Could you pull out every line below that contains the word "window"? Case matters, so count only matches with the same capitalization.

RECORDS FOR THE EXERCISE ->
>> BEGIN

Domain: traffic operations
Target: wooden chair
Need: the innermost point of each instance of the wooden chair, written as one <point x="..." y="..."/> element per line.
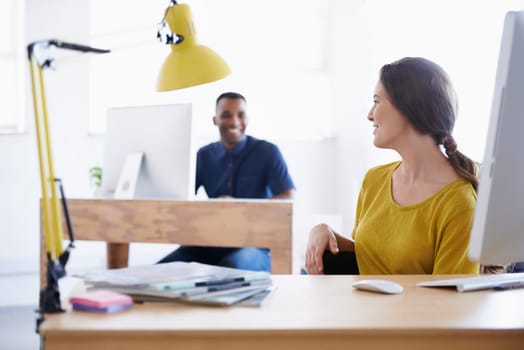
<point x="221" y="223"/>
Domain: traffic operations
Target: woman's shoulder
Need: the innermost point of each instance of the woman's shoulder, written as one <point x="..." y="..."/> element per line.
<point x="459" y="194"/>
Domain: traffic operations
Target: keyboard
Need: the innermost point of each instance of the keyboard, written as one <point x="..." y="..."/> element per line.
<point x="466" y="284"/>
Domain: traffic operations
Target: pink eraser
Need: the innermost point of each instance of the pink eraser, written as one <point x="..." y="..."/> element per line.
<point x="101" y="298"/>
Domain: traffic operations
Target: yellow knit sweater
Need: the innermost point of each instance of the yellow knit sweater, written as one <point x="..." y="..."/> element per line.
<point x="430" y="237"/>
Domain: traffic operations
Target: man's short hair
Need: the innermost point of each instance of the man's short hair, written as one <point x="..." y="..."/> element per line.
<point x="230" y="95"/>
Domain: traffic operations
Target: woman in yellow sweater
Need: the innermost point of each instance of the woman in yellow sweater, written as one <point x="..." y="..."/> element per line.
<point x="413" y="216"/>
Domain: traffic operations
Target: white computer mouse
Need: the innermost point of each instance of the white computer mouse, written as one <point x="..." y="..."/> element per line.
<point x="379" y="286"/>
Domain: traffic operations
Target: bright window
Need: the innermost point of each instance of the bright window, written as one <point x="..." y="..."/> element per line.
<point x="461" y="36"/>
<point x="12" y="64"/>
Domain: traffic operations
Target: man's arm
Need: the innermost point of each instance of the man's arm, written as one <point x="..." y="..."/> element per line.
<point x="287" y="194"/>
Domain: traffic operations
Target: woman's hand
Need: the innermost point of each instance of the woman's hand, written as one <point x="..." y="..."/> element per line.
<point x="321" y="238"/>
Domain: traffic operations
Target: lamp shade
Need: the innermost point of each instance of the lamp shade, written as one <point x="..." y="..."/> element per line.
<point x="189" y="63"/>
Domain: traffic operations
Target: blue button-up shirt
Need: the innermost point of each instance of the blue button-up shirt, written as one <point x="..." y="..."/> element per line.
<point x="252" y="169"/>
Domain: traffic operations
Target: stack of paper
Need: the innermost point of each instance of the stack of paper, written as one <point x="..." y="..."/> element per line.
<point x="181" y="281"/>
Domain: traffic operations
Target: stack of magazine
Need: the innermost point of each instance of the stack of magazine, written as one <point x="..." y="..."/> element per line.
<point x="184" y="282"/>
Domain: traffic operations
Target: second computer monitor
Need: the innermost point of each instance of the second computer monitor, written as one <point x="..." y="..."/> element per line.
<point x="147" y="152"/>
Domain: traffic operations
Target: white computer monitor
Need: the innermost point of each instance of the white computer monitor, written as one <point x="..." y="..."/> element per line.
<point x="497" y="236"/>
<point x="147" y="152"/>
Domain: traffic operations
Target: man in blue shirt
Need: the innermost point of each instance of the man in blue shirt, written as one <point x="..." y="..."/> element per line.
<point x="237" y="166"/>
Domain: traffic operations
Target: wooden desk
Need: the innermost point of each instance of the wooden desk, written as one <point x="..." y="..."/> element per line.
<point x="308" y="312"/>
<point x="220" y="223"/>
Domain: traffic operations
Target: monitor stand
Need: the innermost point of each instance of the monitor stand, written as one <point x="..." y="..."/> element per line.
<point x="126" y="185"/>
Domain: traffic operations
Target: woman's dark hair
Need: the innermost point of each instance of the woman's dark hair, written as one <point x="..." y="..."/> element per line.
<point x="421" y="91"/>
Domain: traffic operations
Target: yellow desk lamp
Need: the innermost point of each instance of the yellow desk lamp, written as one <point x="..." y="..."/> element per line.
<point x="188" y="64"/>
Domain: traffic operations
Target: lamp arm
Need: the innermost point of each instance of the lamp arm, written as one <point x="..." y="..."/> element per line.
<point x="39" y="58"/>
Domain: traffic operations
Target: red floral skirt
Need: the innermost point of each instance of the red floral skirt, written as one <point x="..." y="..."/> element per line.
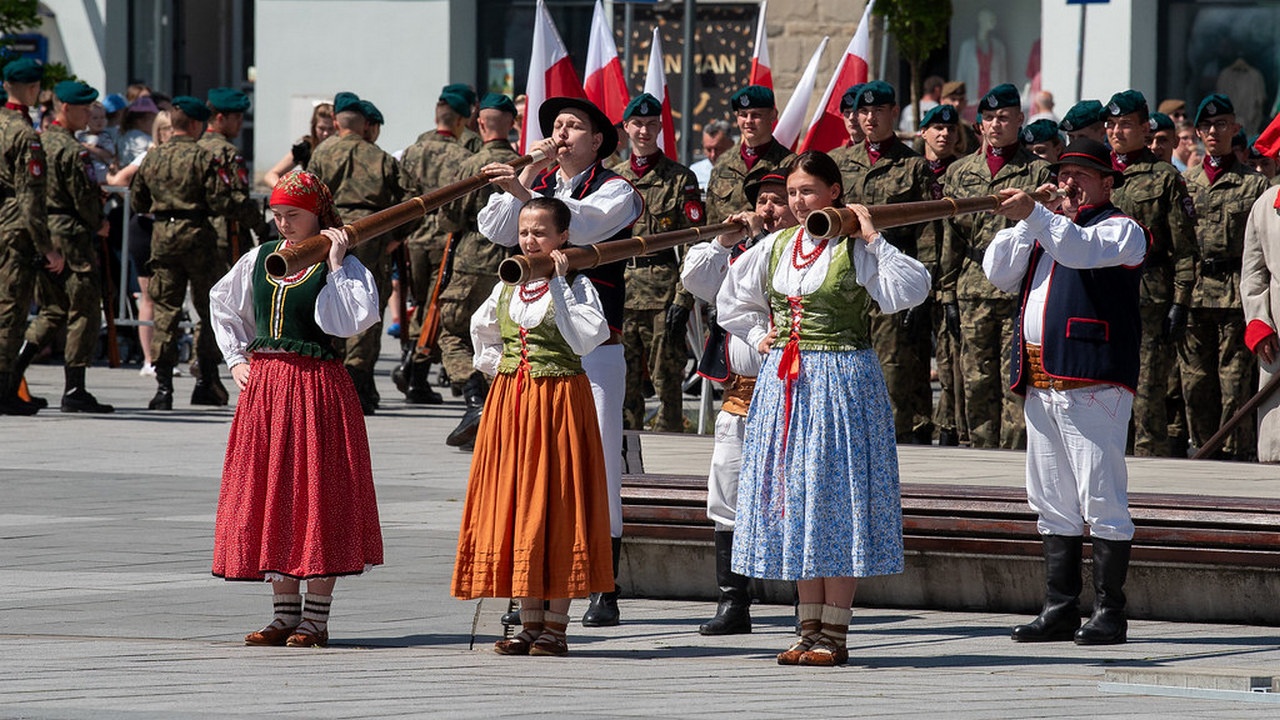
<point x="297" y="495"/>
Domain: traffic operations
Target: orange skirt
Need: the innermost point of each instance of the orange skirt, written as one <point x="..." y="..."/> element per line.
<point x="536" y="515"/>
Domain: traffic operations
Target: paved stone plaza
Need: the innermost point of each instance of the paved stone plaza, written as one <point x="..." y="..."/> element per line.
<point x="109" y="610"/>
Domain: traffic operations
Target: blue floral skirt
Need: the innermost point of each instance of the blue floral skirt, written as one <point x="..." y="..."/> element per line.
<point x="827" y="505"/>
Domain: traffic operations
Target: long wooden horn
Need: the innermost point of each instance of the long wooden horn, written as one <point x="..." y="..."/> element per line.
<point x="300" y="255"/>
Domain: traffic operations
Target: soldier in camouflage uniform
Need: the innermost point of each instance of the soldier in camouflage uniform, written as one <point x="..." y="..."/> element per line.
<point x="364" y="180"/>
<point x="1155" y="195"/>
<point x="758" y="154"/>
<point x="178" y="183"/>
<point x="24" y="244"/>
<point x="986" y="313"/>
<point x="475" y="265"/>
<point x="72" y="300"/>
<point x="1217" y="369"/>
<point x="429" y="164"/>
<point x="881" y="171"/>
<point x="657" y="306"/>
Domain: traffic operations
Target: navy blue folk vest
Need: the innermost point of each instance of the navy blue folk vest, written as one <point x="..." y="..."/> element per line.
<point x="608" y="279"/>
<point x="1092" y="329"/>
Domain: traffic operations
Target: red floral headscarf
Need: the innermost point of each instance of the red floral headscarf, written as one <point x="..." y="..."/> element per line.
<point x="301" y="188"/>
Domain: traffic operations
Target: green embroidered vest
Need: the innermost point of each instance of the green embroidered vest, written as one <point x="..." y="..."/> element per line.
<point x="549" y="356"/>
<point x="836" y="315"/>
<point x="284" y="309"/>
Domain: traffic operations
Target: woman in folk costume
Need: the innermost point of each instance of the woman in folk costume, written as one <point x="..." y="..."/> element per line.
<point x="818" y="496"/>
<point x="536" y="518"/>
<point x="297" y="500"/>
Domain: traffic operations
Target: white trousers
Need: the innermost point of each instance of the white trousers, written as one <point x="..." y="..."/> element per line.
<point x="726" y="465"/>
<point x="607" y="370"/>
<point x="1075" y="470"/>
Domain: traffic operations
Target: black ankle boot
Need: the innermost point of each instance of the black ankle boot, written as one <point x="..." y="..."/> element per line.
<point x="1061" y="614"/>
<point x="76" y="399"/>
<point x="472" y="393"/>
<point x="603" y="611"/>
<point x="734" y="613"/>
<point x="1107" y="625"/>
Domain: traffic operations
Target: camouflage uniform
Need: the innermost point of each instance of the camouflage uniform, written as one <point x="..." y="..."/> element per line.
<point x="672" y="201"/>
<point x="1217" y="369"/>
<point x="475" y="263"/>
<point x="1156" y="196"/>
<point x="901" y="341"/>
<point x="364" y="180"/>
<point x="73" y="300"/>
<point x="726" y="190"/>
<point x="993" y="413"/>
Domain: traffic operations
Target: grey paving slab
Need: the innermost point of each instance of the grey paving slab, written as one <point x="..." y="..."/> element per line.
<point x="108" y="610"/>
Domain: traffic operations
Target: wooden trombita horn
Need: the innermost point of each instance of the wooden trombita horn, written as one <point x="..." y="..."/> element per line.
<point x="836" y="222"/>
<point x="291" y="259"/>
<point x="521" y="268"/>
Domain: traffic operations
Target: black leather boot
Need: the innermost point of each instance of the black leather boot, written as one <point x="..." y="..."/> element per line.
<point x="734" y="613"/>
<point x="1061" y="614"/>
<point x="1107" y="625"/>
<point x="76" y="399"/>
<point x="163" y="399"/>
<point x="603" y="611"/>
<point x="472" y="393"/>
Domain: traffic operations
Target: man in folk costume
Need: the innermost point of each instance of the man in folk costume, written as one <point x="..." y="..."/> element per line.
<point x="604" y="206"/>
<point x="1075" y="360"/>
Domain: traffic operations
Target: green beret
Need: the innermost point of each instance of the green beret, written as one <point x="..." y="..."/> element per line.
<point x="876" y="92"/>
<point x="941" y="115"/>
<point x="753" y="96"/>
<point x="23" y="69"/>
<point x="346" y="103"/>
<point x="1001" y="96"/>
<point x="497" y="101"/>
<point x="1040" y="131"/>
<point x="1128" y="103"/>
<point x="192" y="108"/>
<point x="1211" y="106"/>
<point x="74" y="92"/>
<point x="849" y="100"/>
<point x="227" y="100"/>
<point x="1082" y="115"/>
<point x="643" y="105"/>
<point x="464" y="90"/>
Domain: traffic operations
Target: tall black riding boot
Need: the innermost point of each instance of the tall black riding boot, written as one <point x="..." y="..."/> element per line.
<point x="1061" y="614"/>
<point x="1107" y="625"/>
<point x="76" y="399"/>
<point x="734" y="613"/>
<point x="472" y="393"/>
<point x="603" y="611"/>
<point x="163" y="399"/>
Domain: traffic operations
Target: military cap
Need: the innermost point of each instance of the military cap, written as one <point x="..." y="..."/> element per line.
<point x="456" y="103"/>
<point x="346" y="103"/>
<point x="1160" y="121"/>
<point x="1040" y="131"/>
<point x="74" y="92"/>
<point x="23" y="69"/>
<point x="602" y="123"/>
<point x="1212" y="106"/>
<point x="497" y="101"/>
<point x="643" y="105"/>
<point x="876" y="92"/>
<point x="941" y="115"/>
<point x="1127" y="103"/>
<point x="753" y="96"/>
<point x="1092" y="154"/>
<point x="192" y="108"/>
<point x="1082" y="115"/>
<point x="849" y="100"/>
<point x="227" y="100"/>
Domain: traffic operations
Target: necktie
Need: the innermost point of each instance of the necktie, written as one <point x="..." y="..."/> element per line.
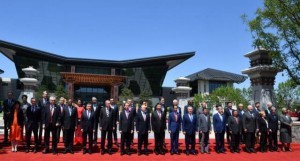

>> END

RESPONSE TO THIS EXERCISE ->
Target: bright window
Need: the innermost point of each instance of the bright window, written as one <point x="..." y="..."/> element per line.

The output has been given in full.